(Point-per-instance localization data)
=== Begin Enclosure ===

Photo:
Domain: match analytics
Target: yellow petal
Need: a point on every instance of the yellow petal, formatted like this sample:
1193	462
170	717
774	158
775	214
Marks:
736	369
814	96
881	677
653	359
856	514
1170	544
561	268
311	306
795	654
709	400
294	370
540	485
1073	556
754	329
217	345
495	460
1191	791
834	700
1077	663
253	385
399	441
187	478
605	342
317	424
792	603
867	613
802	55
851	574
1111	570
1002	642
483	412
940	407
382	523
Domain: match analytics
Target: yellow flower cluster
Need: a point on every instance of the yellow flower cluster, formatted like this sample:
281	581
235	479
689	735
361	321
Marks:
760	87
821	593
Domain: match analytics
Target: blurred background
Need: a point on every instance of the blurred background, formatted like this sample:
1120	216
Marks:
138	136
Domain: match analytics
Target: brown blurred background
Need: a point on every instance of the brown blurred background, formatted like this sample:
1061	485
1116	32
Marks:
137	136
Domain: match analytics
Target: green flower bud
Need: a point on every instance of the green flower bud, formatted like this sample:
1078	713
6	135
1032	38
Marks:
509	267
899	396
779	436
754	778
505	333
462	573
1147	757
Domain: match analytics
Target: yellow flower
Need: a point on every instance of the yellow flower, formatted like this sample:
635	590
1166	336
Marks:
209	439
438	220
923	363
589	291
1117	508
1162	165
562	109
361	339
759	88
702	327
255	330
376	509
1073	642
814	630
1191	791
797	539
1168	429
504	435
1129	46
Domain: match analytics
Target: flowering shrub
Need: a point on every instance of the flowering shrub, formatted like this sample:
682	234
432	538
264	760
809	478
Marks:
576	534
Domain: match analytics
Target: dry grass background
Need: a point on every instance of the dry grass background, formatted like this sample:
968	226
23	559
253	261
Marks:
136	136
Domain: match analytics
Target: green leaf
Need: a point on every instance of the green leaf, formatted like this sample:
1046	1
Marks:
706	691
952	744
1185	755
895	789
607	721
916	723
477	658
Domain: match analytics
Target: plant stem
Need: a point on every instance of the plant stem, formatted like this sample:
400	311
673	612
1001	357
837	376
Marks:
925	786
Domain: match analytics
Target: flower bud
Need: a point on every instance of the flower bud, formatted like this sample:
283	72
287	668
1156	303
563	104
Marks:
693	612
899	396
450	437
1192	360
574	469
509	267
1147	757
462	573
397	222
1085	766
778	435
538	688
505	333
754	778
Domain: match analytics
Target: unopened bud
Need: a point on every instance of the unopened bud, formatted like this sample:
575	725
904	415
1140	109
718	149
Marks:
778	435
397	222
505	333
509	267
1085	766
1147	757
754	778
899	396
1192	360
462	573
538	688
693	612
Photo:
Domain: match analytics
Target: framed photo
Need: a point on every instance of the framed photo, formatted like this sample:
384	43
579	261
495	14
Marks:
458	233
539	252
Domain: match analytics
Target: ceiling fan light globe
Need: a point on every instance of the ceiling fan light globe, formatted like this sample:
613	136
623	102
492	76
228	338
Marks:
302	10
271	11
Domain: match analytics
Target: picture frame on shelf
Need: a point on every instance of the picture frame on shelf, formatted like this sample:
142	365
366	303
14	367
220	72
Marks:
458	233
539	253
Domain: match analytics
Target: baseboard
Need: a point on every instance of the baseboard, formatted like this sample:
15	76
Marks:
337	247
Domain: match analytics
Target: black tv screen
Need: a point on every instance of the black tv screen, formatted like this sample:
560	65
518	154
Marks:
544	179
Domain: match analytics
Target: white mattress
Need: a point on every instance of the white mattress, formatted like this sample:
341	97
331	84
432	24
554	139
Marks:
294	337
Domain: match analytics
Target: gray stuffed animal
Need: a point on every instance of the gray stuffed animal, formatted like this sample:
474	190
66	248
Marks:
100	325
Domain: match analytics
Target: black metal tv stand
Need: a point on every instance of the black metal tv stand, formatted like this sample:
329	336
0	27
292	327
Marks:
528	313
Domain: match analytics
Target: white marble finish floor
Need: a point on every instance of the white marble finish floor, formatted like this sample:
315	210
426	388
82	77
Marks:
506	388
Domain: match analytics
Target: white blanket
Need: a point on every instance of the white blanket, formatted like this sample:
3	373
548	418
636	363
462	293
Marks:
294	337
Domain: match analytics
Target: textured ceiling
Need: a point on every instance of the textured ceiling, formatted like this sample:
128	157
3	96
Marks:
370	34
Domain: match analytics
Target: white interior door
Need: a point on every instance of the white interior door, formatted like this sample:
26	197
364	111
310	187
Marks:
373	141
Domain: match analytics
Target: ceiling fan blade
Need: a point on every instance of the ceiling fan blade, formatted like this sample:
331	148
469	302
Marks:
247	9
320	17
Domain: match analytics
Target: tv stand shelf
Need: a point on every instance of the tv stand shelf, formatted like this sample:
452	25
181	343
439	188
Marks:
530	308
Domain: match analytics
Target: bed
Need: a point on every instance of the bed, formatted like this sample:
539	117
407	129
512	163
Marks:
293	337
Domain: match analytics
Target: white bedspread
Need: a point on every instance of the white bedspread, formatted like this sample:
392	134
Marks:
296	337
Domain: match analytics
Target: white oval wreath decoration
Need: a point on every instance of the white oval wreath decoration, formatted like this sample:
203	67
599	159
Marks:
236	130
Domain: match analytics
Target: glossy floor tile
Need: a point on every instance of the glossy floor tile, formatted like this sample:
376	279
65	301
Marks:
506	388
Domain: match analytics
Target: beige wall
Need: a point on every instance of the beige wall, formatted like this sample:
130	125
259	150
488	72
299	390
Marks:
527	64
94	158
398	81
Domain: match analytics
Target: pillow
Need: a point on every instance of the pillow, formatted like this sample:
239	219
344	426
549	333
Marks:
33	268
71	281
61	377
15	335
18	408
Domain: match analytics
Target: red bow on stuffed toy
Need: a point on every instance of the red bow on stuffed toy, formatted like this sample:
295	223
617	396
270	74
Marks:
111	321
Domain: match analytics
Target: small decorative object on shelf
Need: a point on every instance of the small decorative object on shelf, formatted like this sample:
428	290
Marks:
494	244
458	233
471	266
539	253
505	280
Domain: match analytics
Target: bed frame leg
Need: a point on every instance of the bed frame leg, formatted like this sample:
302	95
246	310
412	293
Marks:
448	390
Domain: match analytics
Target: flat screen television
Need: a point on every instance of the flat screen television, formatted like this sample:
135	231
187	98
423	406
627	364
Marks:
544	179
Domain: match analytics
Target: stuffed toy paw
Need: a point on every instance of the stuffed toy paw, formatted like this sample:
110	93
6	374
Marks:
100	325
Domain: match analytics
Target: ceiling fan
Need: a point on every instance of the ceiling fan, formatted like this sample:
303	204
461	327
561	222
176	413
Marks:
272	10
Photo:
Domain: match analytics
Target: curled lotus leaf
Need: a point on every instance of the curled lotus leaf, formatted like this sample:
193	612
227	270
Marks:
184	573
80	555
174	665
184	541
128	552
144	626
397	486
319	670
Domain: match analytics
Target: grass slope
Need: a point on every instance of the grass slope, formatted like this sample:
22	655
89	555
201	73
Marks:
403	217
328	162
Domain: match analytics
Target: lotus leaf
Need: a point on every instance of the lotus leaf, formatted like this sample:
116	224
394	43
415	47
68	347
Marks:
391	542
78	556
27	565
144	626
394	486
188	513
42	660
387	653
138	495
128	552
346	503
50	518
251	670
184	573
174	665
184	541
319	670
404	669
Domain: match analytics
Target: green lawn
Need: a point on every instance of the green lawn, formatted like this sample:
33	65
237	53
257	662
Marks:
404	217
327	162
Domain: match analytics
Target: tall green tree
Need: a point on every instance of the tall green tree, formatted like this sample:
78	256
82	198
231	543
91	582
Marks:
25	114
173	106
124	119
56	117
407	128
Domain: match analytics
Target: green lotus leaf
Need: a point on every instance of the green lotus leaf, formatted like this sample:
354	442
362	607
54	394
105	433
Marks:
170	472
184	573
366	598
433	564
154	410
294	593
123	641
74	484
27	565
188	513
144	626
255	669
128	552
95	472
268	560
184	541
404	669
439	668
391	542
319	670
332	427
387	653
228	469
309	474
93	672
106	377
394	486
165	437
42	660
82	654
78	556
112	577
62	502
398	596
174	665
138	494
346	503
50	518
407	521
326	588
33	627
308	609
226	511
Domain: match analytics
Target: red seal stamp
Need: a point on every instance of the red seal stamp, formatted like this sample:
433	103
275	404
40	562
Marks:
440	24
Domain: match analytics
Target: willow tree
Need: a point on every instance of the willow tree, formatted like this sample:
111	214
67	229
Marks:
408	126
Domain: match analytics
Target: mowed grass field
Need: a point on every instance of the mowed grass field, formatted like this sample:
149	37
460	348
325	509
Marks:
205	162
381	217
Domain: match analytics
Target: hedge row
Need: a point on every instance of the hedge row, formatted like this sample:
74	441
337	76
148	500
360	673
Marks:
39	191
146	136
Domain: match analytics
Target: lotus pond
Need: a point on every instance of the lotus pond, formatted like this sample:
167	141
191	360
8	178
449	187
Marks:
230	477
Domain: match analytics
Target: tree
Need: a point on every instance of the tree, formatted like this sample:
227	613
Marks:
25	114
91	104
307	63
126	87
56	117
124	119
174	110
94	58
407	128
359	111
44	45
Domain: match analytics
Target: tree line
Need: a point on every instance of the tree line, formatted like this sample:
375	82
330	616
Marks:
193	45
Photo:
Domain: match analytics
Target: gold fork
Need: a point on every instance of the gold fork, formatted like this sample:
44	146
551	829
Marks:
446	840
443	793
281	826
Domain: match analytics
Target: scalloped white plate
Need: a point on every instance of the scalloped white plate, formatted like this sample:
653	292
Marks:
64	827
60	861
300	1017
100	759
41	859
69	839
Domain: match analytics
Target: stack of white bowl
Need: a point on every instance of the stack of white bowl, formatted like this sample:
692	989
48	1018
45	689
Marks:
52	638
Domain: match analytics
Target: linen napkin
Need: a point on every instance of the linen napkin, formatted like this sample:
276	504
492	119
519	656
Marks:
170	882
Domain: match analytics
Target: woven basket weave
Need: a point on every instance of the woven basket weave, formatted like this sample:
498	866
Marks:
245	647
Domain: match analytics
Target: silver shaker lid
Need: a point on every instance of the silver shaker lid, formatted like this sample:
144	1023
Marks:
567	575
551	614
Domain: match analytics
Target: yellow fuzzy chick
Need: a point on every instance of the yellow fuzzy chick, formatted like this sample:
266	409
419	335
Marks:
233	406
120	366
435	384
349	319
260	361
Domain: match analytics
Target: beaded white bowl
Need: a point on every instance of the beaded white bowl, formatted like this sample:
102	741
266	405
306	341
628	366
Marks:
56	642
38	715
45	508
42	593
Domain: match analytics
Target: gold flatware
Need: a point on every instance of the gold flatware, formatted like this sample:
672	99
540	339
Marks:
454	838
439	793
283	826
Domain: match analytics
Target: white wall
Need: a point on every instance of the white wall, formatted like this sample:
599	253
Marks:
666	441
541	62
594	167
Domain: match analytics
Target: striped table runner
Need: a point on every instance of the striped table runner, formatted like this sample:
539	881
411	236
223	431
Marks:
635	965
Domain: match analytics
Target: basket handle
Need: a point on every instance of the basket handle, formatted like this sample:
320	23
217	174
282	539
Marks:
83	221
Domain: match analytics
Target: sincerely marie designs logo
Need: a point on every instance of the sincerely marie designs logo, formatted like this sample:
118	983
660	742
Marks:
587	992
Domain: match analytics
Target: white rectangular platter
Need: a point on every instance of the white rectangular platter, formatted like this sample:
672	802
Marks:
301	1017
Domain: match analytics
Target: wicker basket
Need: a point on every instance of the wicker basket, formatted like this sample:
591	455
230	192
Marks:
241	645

=== End Enclosure ===

* [Prompt] Please show every line above that includes the word "grass".

* [Solved exercise]
Target: dry grass background
Need: a point on every instance of the dry grass background, formatted like this sample:
Target: grass slope
Need: a point on every instance of the grass slope, formatted like this sample:
Target: mowed grass field
Need: a point on every instance of the mowed grass field, formatted like this sample:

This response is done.